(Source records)
····················

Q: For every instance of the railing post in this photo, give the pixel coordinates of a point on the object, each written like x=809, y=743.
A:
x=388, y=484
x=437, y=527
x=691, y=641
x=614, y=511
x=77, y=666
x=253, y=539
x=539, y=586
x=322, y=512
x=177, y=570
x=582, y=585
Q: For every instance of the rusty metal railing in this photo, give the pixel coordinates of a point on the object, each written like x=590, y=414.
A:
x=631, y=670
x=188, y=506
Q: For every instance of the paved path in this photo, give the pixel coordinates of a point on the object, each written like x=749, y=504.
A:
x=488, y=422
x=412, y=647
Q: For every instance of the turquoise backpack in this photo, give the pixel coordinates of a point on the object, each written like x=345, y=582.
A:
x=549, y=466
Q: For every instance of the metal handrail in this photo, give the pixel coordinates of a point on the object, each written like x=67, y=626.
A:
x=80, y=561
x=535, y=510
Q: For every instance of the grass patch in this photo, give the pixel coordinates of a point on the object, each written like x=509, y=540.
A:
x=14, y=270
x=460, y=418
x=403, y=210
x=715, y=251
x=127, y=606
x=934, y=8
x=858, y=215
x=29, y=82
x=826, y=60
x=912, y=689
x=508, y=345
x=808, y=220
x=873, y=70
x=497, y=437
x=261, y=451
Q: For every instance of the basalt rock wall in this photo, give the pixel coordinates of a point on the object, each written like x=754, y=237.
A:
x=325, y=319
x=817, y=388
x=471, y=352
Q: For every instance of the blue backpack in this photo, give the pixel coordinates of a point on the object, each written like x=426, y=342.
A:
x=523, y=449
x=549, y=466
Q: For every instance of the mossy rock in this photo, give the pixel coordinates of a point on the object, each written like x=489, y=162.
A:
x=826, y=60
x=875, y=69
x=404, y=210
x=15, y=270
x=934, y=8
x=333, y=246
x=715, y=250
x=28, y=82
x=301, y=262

····················

Task to carry out: Each record above is to be written out again, without any change.

Solution for this task:
Q: For every instance of the railing post in this photo, give the pixel coordinates of a point on the object, each written like x=809, y=743.
A:
x=388, y=484
x=437, y=527
x=691, y=641
x=614, y=511
x=77, y=666
x=253, y=539
x=539, y=586
x=322, y=512
x=177, y=570
x=582, y=585
Q: For every instance of the rusty metal railing in this photo, give the pixel coordinates of a point on the object, each written like x=590, y=414.
A:
x=631, y=670
x=188, y=506
Q: For every instance of the paved path in this photo, give the pixel coordinates of a point on the object, each written like x=749, y=504.
A:
x=488, y=422
x=412, y=647
Q: For every instance of the turquoise backpack in this photo, give the pixel coordinates of a point on the object, each written like x=345, y=582.
A:
x=549, y=466
Q: For every instance of the metal handrail in this photo, give the pixel coordinates of a point on the object, each written like x=67, y=626.
A:
x=80, y=561
x=535, y=510
Q: For every instance of the grass patch in this photo, give the pixel coordinates of a point on the object, each written like x=509, y=540.
A:
x=14, y=270
x=460, y=418
x=403, y=210
x=715, y=251
x=127, y=606
x=934, y=8
x=858, y=215
x=29, y=82
x=826, y=60
x=912, y=689
x=508, y=345
x=808, y=220
x=873, y=70
x=497, y=437
x=261, y=451
Q: For every instance of the basalt rock wall in this photo, give the pixel coordinates of a point on the object, each written like x=754, y=237.
A:
x=325, y=319
x=817, y=388
x=471, y=352
Q: For every instance of the blue backpack in this photo, give the pixel coordinates of a point on the object, each written like x=426, y=342.
A:
x=523, y=449
x=549, y=466
Q: For every instance of the mossy rock in this photo, give the pixel coordinates of a point on the object, each written like x=489, y=162.
A:
x=826, y=60
x=875, y=69
x=404, y=210
x=15, y=270
x=934, y=8
x=333, y=246
x=715, y=250
x=28, y=82
x=301, y=262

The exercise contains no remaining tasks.